- WRITTEN TASK -
Render every line of the items as a JSON list of strings, one string per line, with blank lines omitted.

- Box-labeled dataset extracts -
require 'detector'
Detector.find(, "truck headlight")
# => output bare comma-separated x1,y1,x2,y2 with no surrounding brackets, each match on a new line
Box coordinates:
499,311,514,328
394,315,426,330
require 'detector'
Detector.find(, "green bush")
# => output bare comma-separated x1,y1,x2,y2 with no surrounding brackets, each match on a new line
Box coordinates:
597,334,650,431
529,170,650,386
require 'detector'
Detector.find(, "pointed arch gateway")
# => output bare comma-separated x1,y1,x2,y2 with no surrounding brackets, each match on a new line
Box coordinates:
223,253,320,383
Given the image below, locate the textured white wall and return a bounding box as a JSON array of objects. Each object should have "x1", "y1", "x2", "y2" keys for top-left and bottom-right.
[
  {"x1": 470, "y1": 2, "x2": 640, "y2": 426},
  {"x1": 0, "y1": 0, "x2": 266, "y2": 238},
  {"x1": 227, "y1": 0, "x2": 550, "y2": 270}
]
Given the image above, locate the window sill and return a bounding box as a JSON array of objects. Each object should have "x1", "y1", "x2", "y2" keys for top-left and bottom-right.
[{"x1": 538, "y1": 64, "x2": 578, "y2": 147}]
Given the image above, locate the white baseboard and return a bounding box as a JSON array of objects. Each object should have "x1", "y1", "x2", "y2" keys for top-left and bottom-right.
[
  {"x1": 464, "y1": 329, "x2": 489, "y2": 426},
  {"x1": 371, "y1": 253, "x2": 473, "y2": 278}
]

- REPLY -
[
  "require 'detector'",
  "Detector.find(, \"truck headlight\")",
  "# => output bare comma-separated x1,y1,x2,y2 with no surrounding brackets, each match on a new line",
  "Box coordinates:",
  "499,311,514,328",
  "394,315,426,330",
  "require 'detector'",
  "Detector.find(, \"green bush\")",
  "# => output bare comma-separated x1,y1,x2,y2 with no surrounding brackets, each match on a new line",
  "Box coordinates:",
  "597,334,650,431",
  "529,170,650,386",
  "require 'detector'",
  "Detector.find(, \"pointed arch gateway\")",
  "# => output bare comma-separated x1,y1,x2,y2 with no surrounding brackets, each match on a new line",
  "Box coordinates:",
  "223,253,320,383",
  "Given the image below, locate the textured white wall and return a bounding box as a JSON array of objects. Each object should have \"x1\", \"y1\", \"x2\", \"y2\" keys for top-left and bottom-right.",
  "[",
  "  {\"x1\": 470, \"y1\": 2, \"x2\": 640, \"y2\": 426},",
  "  {\"x1\": 0, \"y1\": 0, \"x2\": 266, \"y2\": 238},",
  "  {\"x1\": 227, \"y1\": 0, \"x2\": 550, \"y2\": 270}",
  "]",
  "Given the image above, locate the window sill and return a bounding box as a JSON array of objects. Each object should have \"x1\", \"y1\", \"x2\", \"y2\" keys for top-left and bottom-right.",
  "[{\"x1\": 538, \"y1\": 64, \"x2\": 578, \"y2\": 147}]",
  "Given the image above, locate the white baseboard and return a bounding box as a JSON array of objects. Each object should have \"x1\", \"y1\", \"x2\", \"y2\" keys for top-left and bottom-right.",
  "[",
  "  {\"x1\": 464, \"y1\": 329, \"x2\": 489, \"y2\": 426},",
  "  {\"x1\": 371, \"y1\": 253, \"x2\": 473, \"y2\": 278}",
  "]"
]